What to do:
1: Duplicate the wage report from "Situation in the labour market is" up to and including "MACROpulse of 17/7/2020).".
2: According to the wage report, how did real corporate wages change year over year in June?
3: Please resume the wage report after its last sentence.

Given passage:
========

Situation in the labour market is beginning to normalize
Real wages go up again
According to GUS data published today, nominal wage dynamics in the sector of enterprises employing above 9 people rose to 3.6% YoY in June vs. 1.2% in May, running clearly above the market consensus (1.2%) and our forecast (1.6%). In real terms, corporate wages, adjusted for the changes in prices, increased by 0.2% YoY in June vs. a 1.6% decrease in May. According to GUS statement, higher wage dynamics in June resulted from the payment of bonuses, quarterly, annual and jubilee awards, and retirement benefits as well as restoration of pre-pandemic salary levels in some companies. The last year’s low base effect was also conducive to higher wage dynamics (see MACROpulse of 17/7/2020).
Wage dynamics will not return soon to pre-pandemic levels
We believe that the wage growth rate has reached its local minimum in Q2. In subsequent months we expect its weak increase as furloughed employees will return to work and the situation in the labour market normalizes. However, it continues being adversely impacted by measures taken by companies to reduce the cost of labour (revision of plans concerning pay rises and reduction of their nominal level). We therefore maintain our view that wage dynamics will not have returned to pre-pandemic levels in the horizon of our forecast (namely before the end of 2021 - see MACROmap of 8/6/2020).

========

Available data:
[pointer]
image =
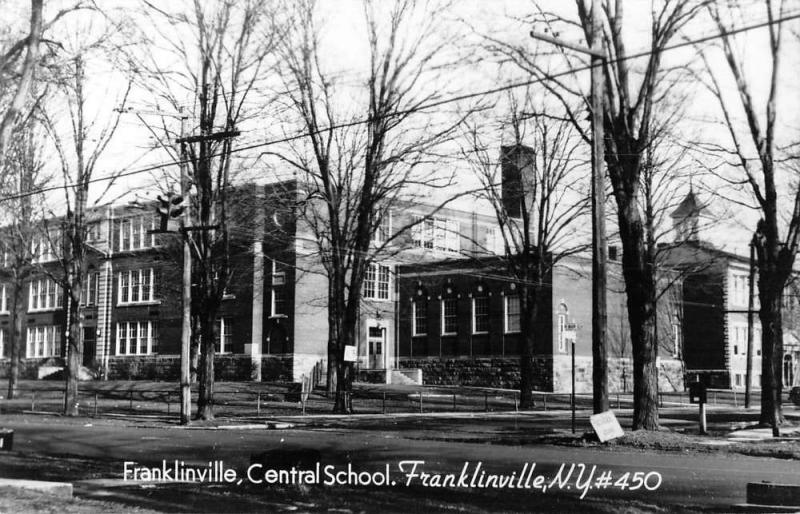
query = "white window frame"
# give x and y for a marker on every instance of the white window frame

========

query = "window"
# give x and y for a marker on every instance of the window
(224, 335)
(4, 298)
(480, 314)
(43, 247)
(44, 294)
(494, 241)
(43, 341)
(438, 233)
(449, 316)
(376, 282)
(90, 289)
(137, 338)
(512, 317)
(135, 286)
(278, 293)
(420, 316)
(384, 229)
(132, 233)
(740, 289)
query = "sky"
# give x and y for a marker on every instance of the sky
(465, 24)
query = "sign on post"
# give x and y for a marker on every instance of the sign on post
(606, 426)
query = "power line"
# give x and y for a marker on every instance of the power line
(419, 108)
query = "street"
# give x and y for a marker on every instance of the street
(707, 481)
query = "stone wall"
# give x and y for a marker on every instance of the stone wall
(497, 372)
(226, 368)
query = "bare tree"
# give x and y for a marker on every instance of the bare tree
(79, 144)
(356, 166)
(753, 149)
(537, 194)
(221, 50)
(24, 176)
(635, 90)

========

Answers to the exercises:
1:
Situation in the labour market is beginning to normalize
Real wages go up again
According to GUS data published today, nominal wage dynamics in the sector of enterprises employing above 9 people rose to 3.6% YoY in June vs. 1.2% in May, running clearly above the market consensus (1.2%) and our forecast (1.6%). In real terms, corporate wages, adjusted for the changes in prices, increased by 0.2% YoY in June vs. a 1.6% decrease in May. According to GUS statement, higher wage dynamics in June resulted from the payment of bonuses, quarterly, annual and jubilee awards, and retirement benefits as well as restoration of pre-pandemic salary levels in some companies. The last year’s low base effect was also conducive to higher wage dynamics (see MACROpulse of 17/7/2020).

2: They increased by 0.2% YoY.

3:
Employment will increase at a slow pace
According to GUS data, dynamics of employment in the sector of enterprises decreased to -3.3% YoY in June vs. -3.2% in May, running visibly above the market expectations (-3.9%) and our forecast (-4.0%). In MoM terms, employment increased by 11.9k in June vs. a decrease by 84.9k in May, recording its first increase since February 2020. According to GUS statement, the reason for the increase in employment in June in monthly terms was re-employment and restoration of pre-pandemic working times. The potentially big importance of this second factor is indicated by the data of the Ministry of Family, Labour and Social Policy showing that only under the solutions offered by the anti-crisis shield, financed by the Guaranteed Employee Benefits Fund, more than 1190k employees (as at 2 July) are covered by reduced working time. However, further reduction of employment by some companies (non-extension of term contracts and termination of employment contracts) had opposite impact. We maintain our forecast in which the unemployment rate will amount to 7.5% in Q4 2020 vs. 5.2% in Q4 2019 and will decrease to 6.1% in 2021, staying markedly above the pre-pandemic level. This view is consistent with the NBP July inflation report released today in which the pandemic has intensified the problem of labour market mismatch and consequently increased the equilibrium unemployment rate. This implies that some employees made redundant in the crisis-affected sectors will not find employment due to lack of the required qualifications and skills and the time needed to acquire them.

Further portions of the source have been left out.